| DIRECTIONS |
When you reach the line with "Target: gray wooden siding" in the listing below, transcribe it and each line after it up to and including the line with "[13,145], drawn from the photo above.", exactly and with nothing else.

| SOURCE INFORMATION |

╔══

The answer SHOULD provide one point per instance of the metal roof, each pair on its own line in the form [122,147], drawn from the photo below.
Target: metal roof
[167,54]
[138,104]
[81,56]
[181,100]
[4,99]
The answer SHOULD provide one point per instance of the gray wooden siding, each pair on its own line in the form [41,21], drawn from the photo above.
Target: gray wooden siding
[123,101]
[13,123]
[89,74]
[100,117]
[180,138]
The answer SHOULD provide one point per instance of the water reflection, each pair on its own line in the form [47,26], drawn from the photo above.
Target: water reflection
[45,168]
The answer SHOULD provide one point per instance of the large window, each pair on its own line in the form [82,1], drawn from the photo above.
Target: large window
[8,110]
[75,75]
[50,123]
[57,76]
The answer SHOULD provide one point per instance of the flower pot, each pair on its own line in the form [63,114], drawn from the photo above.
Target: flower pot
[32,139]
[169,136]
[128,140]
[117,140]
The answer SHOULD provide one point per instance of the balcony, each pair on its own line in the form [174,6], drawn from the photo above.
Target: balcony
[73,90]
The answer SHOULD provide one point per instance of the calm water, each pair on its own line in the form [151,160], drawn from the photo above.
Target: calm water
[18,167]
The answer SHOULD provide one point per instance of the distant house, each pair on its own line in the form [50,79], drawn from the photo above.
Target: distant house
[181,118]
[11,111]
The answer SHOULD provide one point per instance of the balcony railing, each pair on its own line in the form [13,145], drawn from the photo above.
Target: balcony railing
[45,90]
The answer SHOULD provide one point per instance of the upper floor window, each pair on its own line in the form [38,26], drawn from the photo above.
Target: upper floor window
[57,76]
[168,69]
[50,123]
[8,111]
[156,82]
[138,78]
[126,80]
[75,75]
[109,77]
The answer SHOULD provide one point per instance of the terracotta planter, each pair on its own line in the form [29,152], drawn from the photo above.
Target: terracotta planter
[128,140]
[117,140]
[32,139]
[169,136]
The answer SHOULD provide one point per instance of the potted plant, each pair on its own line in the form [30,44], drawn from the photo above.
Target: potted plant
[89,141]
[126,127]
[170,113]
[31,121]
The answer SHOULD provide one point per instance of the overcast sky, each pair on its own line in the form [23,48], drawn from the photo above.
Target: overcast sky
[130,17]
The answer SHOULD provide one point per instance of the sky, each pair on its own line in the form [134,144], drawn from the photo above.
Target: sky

╚══

| EXERCISE OUTPUT |
Target: gray wooden siding
[123,101]
[13,123]
[89,74]
[100,117]
[180,138]
The answer SHOULD provide one point per instance of the water reflection, each pair on its own line in the form [47,26], drawn from the photo above.
Target: water reflection
[45,168]
The answer SHOULD provide one point per instance of the large window, each pair on its own line in the form [82,1], drawn from the photo above.
Target: large window
[8,110]
[75,75]
[50,123]
[57,76]
The answer SHOULD provide one point per instance of the flower pot, each pair on its own line in the form [63,114], drawn from the photo above.
Target: flower pot
[32,139]
[169,136]
[128,140]
[117,140]
The answer SHOULD provide one point per instance of the balcony, each pair on its own line in the form [174,6], drawn from the photo above.
Target: balcony
[73,90]
The answer SHOULD provide one point per instance of the calm water, each pair on its own line in the form [151,160], drawn from the photo above.
Target: calm water
[18,167]
The answer SHOULD provide one point per instance of the distant house, each pair on its own line in the form [50,79], drawn from the photo above.
Target: distant house
[181,118]
[11,111]
The answer SHOULD provide one point per instance of the balcony railing, each pair on its own line in the form [13,145], drawn from the photo above.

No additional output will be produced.